EXTRAIT CHOISI =>
********
EQUIPEMENTS CINEMATOGRAPHIQUES

LA PROJECTION

Avant que le cinéma ne soit numérique la projection nécessitait un support physique, en l’occurrence la pellicule, qu’il fallait projeter, au moyen d’un équipement idoine, sur l’écran.
C’était un vrai métier : le métier de projectionniste.
En pénétrant dans une cabine le projectionniste devait vérifier son matériel avant de démarrer la projection.

Première chose, avant de mettre le jus, ouvrir les lanternes pour vérifier que des charbons ne soient pas collés. (C’était une blague relativement courante de projectionniste de coller les charbons à l’attention du prochain opérateur)
Une fois le matériel vérifié, place au film.
En respectant les 3 règles suivantes il n’y a pas de surprise lors du chargement d’un film 35 mm :
- Croix de malte à l’arrêt
- Piste sonore à droite
- Tête en bas…
Et rouler !

Portrait de famille de la gamme de projecteurs VICTORIA de CINEMECCANICA

Un projecteur est un appareil qui comprend plusieurs composants :
- Un pied
- Un chrono, entendez mécanisme de projection
- Un ou plusieurs lecteurs sonores
- Une lanterne.
Avant d’utiliser des lampes sous enceinte étanche tel le Xénon, on utilisait essentiellement des arcs à air libre pour la qualité et l’intensité de la lumière.
Pour ceux qui ne connaissent pas, une lanterne à arc produit une lumière particulièrement intense et blanche issue d’un arc électrique entre 2 électrodes constituées de charbon enduit de cuivre et méché à partir d’un certain diamètre.

Comment fonctionne une lampe à arc ?

Si l’on a défini, de manière conventionnelle, que le courant circulait du + vers le -, ça ne reflète pas ce qui se passe dans la réalité. En effet, dans la réalité, le courant composé d’électrons chargés négativement (e-) apparaissant sur le pôle négatif sont irrésistiblement attirés vers le pôle positif.

Quoi qu’en dise la tradition et les conventions, le courant électrique va bel et bien du – vers le +.

Dans une lanterne à arc à courant continu, le courant part donc du charbon négatif et le flux d’électrons bombarde le charbon positif, en émettant un arc électrique qui dégage une forte intensité lumineuse.

Sous l’effet de ce bombardement d’électrons, le charbon positif se consume en formant un cratère dégageant une intense lumière. Il suffit d’amplifier cette minuscule boule lumineuse par un système de miroir et on obtient une lanterne de projection.

Voilà, c’est tout simple !


Le charbon négatif était à l’arrière et traversait le miroir alors que le charbon positif dont le cratère produisait la lumière, était situé face au miroir, à l’emplacement du premier foyer.
********
ÉNONCÉ A =>
Dans les entrées, recopiez sans rien changer tout ce qui va de la ligne contenant "Practice. Find the rainbow pride" jusqu'à la ligne contenant "point(403, 492)", ces deux lignes comprises.

(Données d'annotation par points)
********
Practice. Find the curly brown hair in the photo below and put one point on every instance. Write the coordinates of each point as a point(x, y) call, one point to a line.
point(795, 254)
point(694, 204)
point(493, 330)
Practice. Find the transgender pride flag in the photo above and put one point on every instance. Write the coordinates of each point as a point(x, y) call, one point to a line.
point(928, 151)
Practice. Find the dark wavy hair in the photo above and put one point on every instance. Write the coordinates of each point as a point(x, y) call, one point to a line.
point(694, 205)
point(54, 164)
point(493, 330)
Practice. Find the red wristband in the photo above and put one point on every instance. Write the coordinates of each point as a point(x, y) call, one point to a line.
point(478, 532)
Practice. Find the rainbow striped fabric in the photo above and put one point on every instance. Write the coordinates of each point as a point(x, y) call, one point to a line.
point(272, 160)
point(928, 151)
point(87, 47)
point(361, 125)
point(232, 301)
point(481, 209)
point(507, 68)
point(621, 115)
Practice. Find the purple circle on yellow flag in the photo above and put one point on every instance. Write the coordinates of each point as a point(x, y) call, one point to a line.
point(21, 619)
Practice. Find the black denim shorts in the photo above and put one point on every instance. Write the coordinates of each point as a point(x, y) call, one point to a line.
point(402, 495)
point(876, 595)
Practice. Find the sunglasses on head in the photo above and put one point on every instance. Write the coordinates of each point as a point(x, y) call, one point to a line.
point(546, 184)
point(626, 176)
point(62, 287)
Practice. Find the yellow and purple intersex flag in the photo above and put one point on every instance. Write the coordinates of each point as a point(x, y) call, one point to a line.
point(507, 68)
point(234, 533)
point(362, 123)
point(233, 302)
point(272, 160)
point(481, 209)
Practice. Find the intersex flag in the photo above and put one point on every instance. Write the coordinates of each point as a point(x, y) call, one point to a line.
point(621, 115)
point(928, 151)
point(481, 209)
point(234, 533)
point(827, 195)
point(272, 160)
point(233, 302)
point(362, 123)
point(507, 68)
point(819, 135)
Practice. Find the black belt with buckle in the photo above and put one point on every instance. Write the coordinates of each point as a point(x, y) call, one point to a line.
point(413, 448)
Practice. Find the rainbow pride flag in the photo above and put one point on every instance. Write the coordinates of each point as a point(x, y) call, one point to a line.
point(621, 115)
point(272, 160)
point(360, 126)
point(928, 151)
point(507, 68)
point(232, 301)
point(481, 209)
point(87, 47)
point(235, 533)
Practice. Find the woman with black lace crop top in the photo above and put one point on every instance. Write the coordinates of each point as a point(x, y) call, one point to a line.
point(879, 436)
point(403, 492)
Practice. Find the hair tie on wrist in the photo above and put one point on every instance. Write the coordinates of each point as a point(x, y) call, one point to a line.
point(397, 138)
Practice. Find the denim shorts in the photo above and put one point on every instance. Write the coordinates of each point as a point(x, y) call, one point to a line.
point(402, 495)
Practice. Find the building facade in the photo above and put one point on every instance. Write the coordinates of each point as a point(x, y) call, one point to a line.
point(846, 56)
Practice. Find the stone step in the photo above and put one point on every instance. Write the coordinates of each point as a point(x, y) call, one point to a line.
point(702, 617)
********
ÉNONCÉ B =>
Résumez en deux phrases l'extrait sur la projection au cinéma.

RÉPONSE A =>
Practice. Find the rainbow pride flag in the photo above and put one point on every instance. Write the coordinates of each point as a point(x, y) call, one point to a line.
point(621, 115)
point(272, 160)
point(360, 126)
point(928, 151)
point(507, 68)
point(232, 301)
point(481, 209)
point(87, 47)
point(235, 533)
Practice. Find the woman with black lace crop top in the photo above and put one point on every instance. Write the coordinates of each point as a point(x, y) call, one point to a line.
point(879, 436)
point(403, 492)

RÉPONSE B =>
Avant le numérique, la projection reposait sur la pellicule et sur le métier de projectionniste, qui vérifiait son matériel puis chargeait le film 35 mm en suivant trois règles. Un projecteur comprend un pied, un chrono, un ou plusieurs lecteurs sonores et une lanterne, souvent à arc, où les électrons partis du charbon négatif bombardent le charbon positif, dont le cratère produit une lumière intense qu'un miroir amplifie.